> **THE TASK**: Quote everything in the watch update on prescription drug enforcement from "Watch Update (Posted" down to "and psychiatric conditions.", reproducing the wording without alteration.

Watch Update (Posted 03-12-01; last updated 04-11-01):
There are early indicators that Drug Enforcement officials are positioning themselves to escalate enforcement efforts surrounding the issue of mind-altering medications for both pain and psychiatric conditions.
These indicators are:
(1) The concern of law enforcement officials with the prescription drug OxyContin;
(2) The increased air-time coverage on CNN, CNBC, and local News affiliates of the potential harm in prescription drugs in January -March of 2001;
(3) Initial reports from the United Nations that Americans routinely abuse and are becoming dependent upon mood altering psychoactive prescribed medications;
(4) Increased number of news releases from Associated Press distributed through AOL on the dangers of OxyContin Abuse (01-03-02 & 03-12-01) which are biased in favor war on drug supply reduction methods and deletes any reference to drug prevention and treatment alternatives.
(5) The Release of the NIDA Prescription Drug Report
(6) Extensive news coverage on the supposed ability to buy controlled mind altering substances on the internet and the need for increased government regulation of internet pharmacies.
NIDA reports that the nonmedical abuse of prescription drugs - especially opioids, central nervous system (CNS) depressants, and stimulants - remains a serious public health concern because when abused they can alter the brain's activity and lead to dependence and possibly addiction. An estimated 4 million people aged 12 and older used prescription drugs for nonmedical reasons in 1999; almost half of that number reported using prescription drugs nonmedically for the first time in the previous year. We would like to reverse this trend by increasing awareness and promoting additional research on this topic. A recent national survey of primary care physicians reported that 46.6 percent of physicians find it difficult to discuss prescription drug abuse with their patients. (This is consistent with a growing trend to crack down on prescription drug abuse by expanding the failed War On Drugs Strategy into the control of prescription drug use.)

> **SUPPLIED RECORDS**:
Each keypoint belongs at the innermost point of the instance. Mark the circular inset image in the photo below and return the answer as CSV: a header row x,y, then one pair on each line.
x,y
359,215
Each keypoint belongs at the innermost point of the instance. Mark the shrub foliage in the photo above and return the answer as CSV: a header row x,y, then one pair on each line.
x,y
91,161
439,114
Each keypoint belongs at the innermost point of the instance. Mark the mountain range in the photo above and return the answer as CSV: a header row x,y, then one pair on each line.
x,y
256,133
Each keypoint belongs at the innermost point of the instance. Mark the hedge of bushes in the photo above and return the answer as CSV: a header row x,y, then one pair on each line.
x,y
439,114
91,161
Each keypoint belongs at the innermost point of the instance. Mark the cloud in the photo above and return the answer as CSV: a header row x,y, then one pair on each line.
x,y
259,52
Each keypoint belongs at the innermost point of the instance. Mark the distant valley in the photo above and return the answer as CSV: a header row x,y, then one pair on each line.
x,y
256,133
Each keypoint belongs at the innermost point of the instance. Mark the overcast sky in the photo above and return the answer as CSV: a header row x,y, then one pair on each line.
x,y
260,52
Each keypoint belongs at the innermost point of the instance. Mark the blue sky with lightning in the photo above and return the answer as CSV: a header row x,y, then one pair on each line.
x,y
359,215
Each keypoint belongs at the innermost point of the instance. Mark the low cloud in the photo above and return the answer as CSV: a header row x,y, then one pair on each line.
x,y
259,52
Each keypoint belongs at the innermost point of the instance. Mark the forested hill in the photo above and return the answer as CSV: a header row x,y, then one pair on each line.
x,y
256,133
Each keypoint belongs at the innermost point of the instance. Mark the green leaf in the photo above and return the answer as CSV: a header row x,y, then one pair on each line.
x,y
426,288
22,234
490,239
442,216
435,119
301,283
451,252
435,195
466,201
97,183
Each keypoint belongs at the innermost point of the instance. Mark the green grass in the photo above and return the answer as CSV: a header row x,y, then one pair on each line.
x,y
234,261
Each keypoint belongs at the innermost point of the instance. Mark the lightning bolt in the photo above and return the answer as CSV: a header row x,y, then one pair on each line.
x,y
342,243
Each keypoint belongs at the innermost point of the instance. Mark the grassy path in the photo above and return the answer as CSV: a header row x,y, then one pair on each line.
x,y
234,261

> **EXERCISE OUTPUT**:
Watch Update (Posted 03-12-01; last updated 04-11-01):
There are early indicators that Drug Enforcement officials are positioning themselves to escalate enforcement efforts surrounding the issue of mind-altering medications for both pain and psychiatric conditions.